== YOUR INSTRUCTIONS ==
Leave the pictures aside and give back every entry below word for word.

Collection entries
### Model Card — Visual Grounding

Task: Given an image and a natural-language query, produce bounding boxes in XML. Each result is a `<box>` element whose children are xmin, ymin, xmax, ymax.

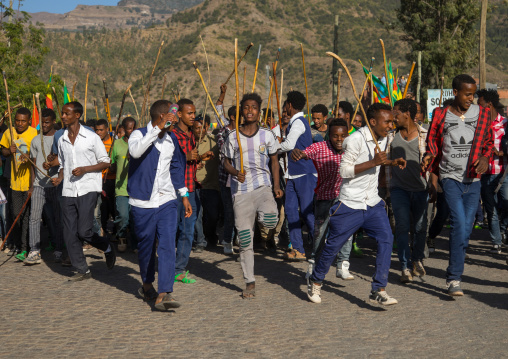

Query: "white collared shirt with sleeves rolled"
<box><xmin>339</xmin><ymin>126</ymin><xmax>387</xmax><ymax>210</ymax></box>
<box><xmin>58</xmin><ymin>124</ymin><xmax>110</xmax><ymax>197</ymax></box>
<box><xmin>128</xmin><ymin>121</ymin><xmax>188</xmax><ymax>209</ymax></box>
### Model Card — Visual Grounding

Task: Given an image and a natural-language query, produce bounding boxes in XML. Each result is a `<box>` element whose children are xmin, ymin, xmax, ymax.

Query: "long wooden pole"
<box><xmin>103</xmin><ymin>79</ymin><xmax>113</xmax><ymax>132</ymax></box>
<box><xmin>402</xmin><ymin>62</ymin><xmax>416</xmax><ymax>98</ymax></box>
<box><xmin>140</xmin><ymin>41</ymin><xmax>164</xmax><ymax>126</ymax></box>
<box><xmin>334</xmin><ymin>69</ymin><xmax>342</xmax><ymax>117</ymax></box>
<box><xmin>300</xmin><ymin>43</ymin><xmax>311</xmax><ymax>123</ymax></box>
<box><xmin>161</xmin><ymin>75</ymin><xmax>167</xmax><ymax>99</ymax></box>
<box><xmin>94</xmin><ymin>100</ymin><xmax>99</xmax><ymax>120</ymax></box>
<box><xmin>264</xmin><ymin>76</ymin><xmax>274</xmax><ymax>127</ymax></box>
<box><xmin>2</xmin><ymin>71</ymin><xmax>17</xmax><ymax>170</ymax></box>
<box><xmin>439</xmin><ymin>76</ymin><xmax>445</xmax><ymax>107</ymax></box>
<box><xmin>416</xmin><ymin>51</ymin><xmax>422</xmax><ymax>102</ymax></box>
<box><xmin>234</xmin><ymin>39</ymin><xmax>244</xmax><ymax>174</ymax></box>
<box><xmin>71</xmin><ymin>81</ymin><xmax>77</xmax><ymax>101</ymax></box>
<box><xmin>251</xmin><ymin>44</ymin><xmax>261</xmax><ymax>92</ymax></box>
<box><xmin>272</xmin><ymin>62</ymin><xmax>282</xmax><ymax>124</ymax></box>
<box><xmin>242</xmin><ymin>66</ymin><xmax>247</xmax><ymax>96</ymax></box>
<box><xmin>479</xmin><ymin>0</ymin><xmax>488</xmax><ymax>90</ymax></box>
<box><xmin>379</xmin><ymin>39</ymin><xmax>393</xmax><ymax>108</ymax></box>
<box><xmin>326</xmin><ymin>52</ymin><xmax>381</xmax><ymax>152</ymax></box>
<box><xmin>199</xmin><ymin>35</ymin><xmax>211</xmax><ymax>118</ymax></box>
<box><xmin>128</xmin><ymin>89</ymin><xmax>140</xmax><ymax>121</ymax></box>
<box><xmin>84</xmin><ymin>73</ymin><xmax>89</xmax><ymax>123</ymax></box>
<box><xmin>279</xmin><ymin>68</ymin><xmax>284</xmax><ymax>111</ymax></box>
<box><xmin>370</xmin><ymin>57</ymin><xmax>375</xmax><ymax>105</ymax></box>
<box><xmin>224</xmin><ymin>42</ymin><xmax>254</xmax><ymax>85</ymax></box>
<box><xmin>193</xmin><ymin>62</ymin><xmax>225</xmax><ymax>128</ymax></box>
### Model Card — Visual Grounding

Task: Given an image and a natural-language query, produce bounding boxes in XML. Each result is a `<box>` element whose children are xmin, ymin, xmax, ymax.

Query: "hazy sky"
<box><xmin>20</xmin><ymin>1</ymin><xmax>119</xmax><ymax>14</ymax></box>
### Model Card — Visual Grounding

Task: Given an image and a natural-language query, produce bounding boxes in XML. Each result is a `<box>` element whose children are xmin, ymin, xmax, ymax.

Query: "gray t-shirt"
<box><xmin>30</xmin><ymin>134</ymin><xmax>58</xmax><ymax>187</ymax></box>
<box><xmin>390</xmin><ymin>132</ymin><xmax>427</xmax><ymax>192</ymax></box>
<box><xmin>439</xmin><ymin>104</ymin><xmax>480</xmax><ymax>183</ymax></box>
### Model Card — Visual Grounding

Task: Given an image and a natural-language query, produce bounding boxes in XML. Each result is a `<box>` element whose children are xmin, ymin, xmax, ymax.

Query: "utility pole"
<box><xmin>479</xmin><ymin>0</ymin><xmax>488</xmax><ymax>89</ymax></box>
<box><xmin>417</xmin><ymin>51</ymin><xmax>422</xmax><ymax>102</ymax></box>
<box><xmin>332</xmin><ymin>15</ymin><xmax>339</xmax><ymax>109</ymax></box>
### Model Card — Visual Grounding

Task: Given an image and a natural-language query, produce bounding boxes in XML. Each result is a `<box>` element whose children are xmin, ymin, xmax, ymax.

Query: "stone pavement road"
<box><xmin>1</xmin><ymin>227</ymin><xmax>507</xmax><ymax>358</ymax></box>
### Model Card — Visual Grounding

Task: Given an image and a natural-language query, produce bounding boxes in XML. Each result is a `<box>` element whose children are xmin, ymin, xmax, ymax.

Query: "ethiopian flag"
<box><xmin>388</xmin><ymin>62</ymin><xmax>402</xmax><ymax>105</ymax></box>
<box><xmin>362</xmin><ymin>63</ymin><xmax>390</xmax><ymax>105</ymax></box>
<box><xmin>63</xmin><ymin>83</ymin><xmax>71</xmax><ymax>104</ymax></box>
<box><xmin>32</xmin><ymin>95</ymin><xmax>40</xmax><ymax>130</ymax></box>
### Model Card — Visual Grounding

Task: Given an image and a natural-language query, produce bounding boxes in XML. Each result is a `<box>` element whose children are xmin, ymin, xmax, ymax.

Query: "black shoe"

== RESULT FOR THIS EXERCISE ==
### Model Card — Visual Grounding

Task: Given an image and a natural-language query, produce bounding boxes in XML. Each result is a `<box>` element whose children are xmin, ymin, xmax, ymax.


Query: "white collared shirt with sleeves rolled"
<box><xmin>339</xmin><ymin>126</ymin><xmax>387</xmax><ymax>210</ymax></box>
<box><xmin>58</xmin><ymin>124</ymin><xmax>110</xmax><ymax>197</ymax></box>
<box><xmin>128</xmin><ymin>121</ymin><xmax>188</xmax><ymax>209</ymax></box>
### Model Card — Visual Grounding

Task: Given an image and a natural-language query, produce bounding boxes in XML. Each result is a `<box>` element whose children are xmin, ymin, xmax, ymax.

Query: "long wooden pole"
<box><xmin>103</xmin><ymin>79</ymin><xmax>113</xmax><ymax>132</ymax></box>
<box><xmin>402</xmin><ymin>62</ymin><xmax>416</xmax><ymax>98</ymax></box>
<box><xmin>140</xmin><ymin>41</ymin><xmax>164</xmax><ymax>126</ymax></box>
<box><xmin>334</xmin><ymin>69</ymin><xmax>342</xmax><ymax>117</ymax></box>
<box><xmin>300</xmin><ymin>43</ymin><xmax>311</xmax><ymax>123</ymax></box>
<box><xmin>161</xmin><ymin>75</ymin><xmax>167</xmax><ymax>99</ymax></box>
<box><xmin>94</xmin><ymin>100</ymin><xmax>99</xmax><ymax>120</ymax></box>
<box><xmin>264</xmin><ymin>76</ymin><xmax>274</xmax><ymax>127</ymax></box>
<box><xmin>2</xmin><ymin>71</ymin><xmax>17</xmax><ymax>170</ymax></box>
<box><xmin>439</xmin><ymin>76</ymin><xmax>445</xmax><ymax>107</ymax></box>
<box><xmin>416</xmin><ymin>51</ymin><xmax>422</xmax><ymax>102</ymax></box>
<box><xmin>234</xmin><ymin>39</ymin><xmax>244</xmax><ymax>174</ymax></box>
<box><xmin>71</xmin><ymin>81</ymin><xmax>77</xmax><ymax>101</ymax></box>
<box><xmin>251</xmin><ymin>44</ymin><xmax>261</xmax><ymax>92</ymax></box>
<box><xmin>272</xmin><ymin>62</ymin><xmax>282</xmax><ymax>124</ymax></box>
<box><xmin>242</xmin><ymin>66</ymin><xmax>247</xmax><ymax>96</ymax></box>
<box><xmin>479</xmin><ymin>0</ymin><xmax>488</xmax><ymax>90</ymax></box>
<box><xmin>379</xmin><ymin>39</ymin><xmax>393</xmax><ymax>108</ymax></box>
<box><xmin>326</xmin><ymin>52</ymin><xmax>381</xmax><ymax>152</ymax></box>
<box><xmin>199</xmin><ymin>35</ymin><xmax>211</xmax><ymax>118</ymax></box>
<box><xmin>128</xmin><ymin>89</ymin><xmax>140</xmax><ymax>121</ymax></box>
<box><xmin>84</xmin><ymin>73</ymin><xmax>89</xmax><ymax>123</ymax></box>
<box><xmin>279</xmin><ymin>68</ymin><xmax>284</xmax><ymax>111</ymax></box>
<box><xmin>370</xmin><ymin>57</ymin><xmax>375</xmax><ymax>105</ymax></box>
<box><xmin>224</xmin><ymin>42</ymin><xmax>254</xmax><ymax>85</ymax></box>
<box><xmin>193</xmin><ymin>62</ymin><xmax>225</xmax><ymax>128</ymax></box>
### Model Card — Visual Grounding

Task: Given an image and a natural-language query, produce bounding boxes in XML. Each result is a `<box>` element whose children are xmin, ymin, xmax, ymax.

Query: "hazy sky"
<box><xmin>20</xmin><ymin>1</ymin><xmax>119</xmax><ymax>14</ymax></box>
### Model Card — Visual Grounding

Task: Given an image and a natural-language query, produce bounding boxes in XML. Each result is a `<box>` element whose children are xmin, ymin, xmax, ymax.

Query: "gray t-shirt"
<box><xmin>30</xmin><ymin>134</ymin><xmax>58</xmax><ymax>187</ymax></box>
<box><xmin>390</xmin><ymin>132</ymin><xmax>427</xmax><ymax>192</ymax></box>
<box><xmin>439</xmin><ymin>104</ymin><xmax>480</xmax><ymax>183</ymax></box>
### Model Card — Visual Grounding

Task: Given an image and a natural-language query, produce bounding boxes in XML. Each result is a `<box>` element whose children are xmin, ymin, xmax, ymax.

Query: "utility pole"
<box><xmin>479</xmin><ymin>0</ymin><xmax>488</xmax><ymax>89</ymax></box>
<box><xmin>417</xmin><ymin>51</ymin><xmax>422</xmax><ymax>102</ymax></box>
<box><xmin>332</xmin><ymin>15</ymin><xmax>339</xmax><ymax>109</ymax></box>
### Model Card — Visual Grounding

Task: Given an image and a natural-language query, produce bounding boxes in XML. Each result is a `<box>` element whose children are xmin, ymin, xmax, ymax.

Query: "stone pavement road"
<box><xmin>1</xmin><ymin>227</ymin><xmax>507</xmax><ymax>358</ymax></box>
### Model Card — Visual Grounding

Task: Given an image and a natural-language query, produce bounding boxes in XML. Each result is a `<box>` element whose children are xmin, ymin, xmax, ymax.

Query: "ethiopian flag"
<box><xmin>388</xmin><ymin>62</ymin><xmax>402</xmax><ymax>105</ymax></box>
<box><xmin>362</xmin><ymin>63</ymin><xmax>390</xmax><ymax>105</ymax></box>
<box><xmin>63</xmin><ymin>83</ymin><xmax>71</xmax><ymax>104</ymax></box>
<box><xmin>32</xmin><ymin>95</ymin><xmax>40</xmax><ymax>130</ymax></box>
### Model Card — Visual Grounding

Task: Given an image and a natural-language query, produce bounding boxes in XML. Each result is a `<box>` element whose children are xmin, ymin, xmax, ymax.

Query: "black shoe"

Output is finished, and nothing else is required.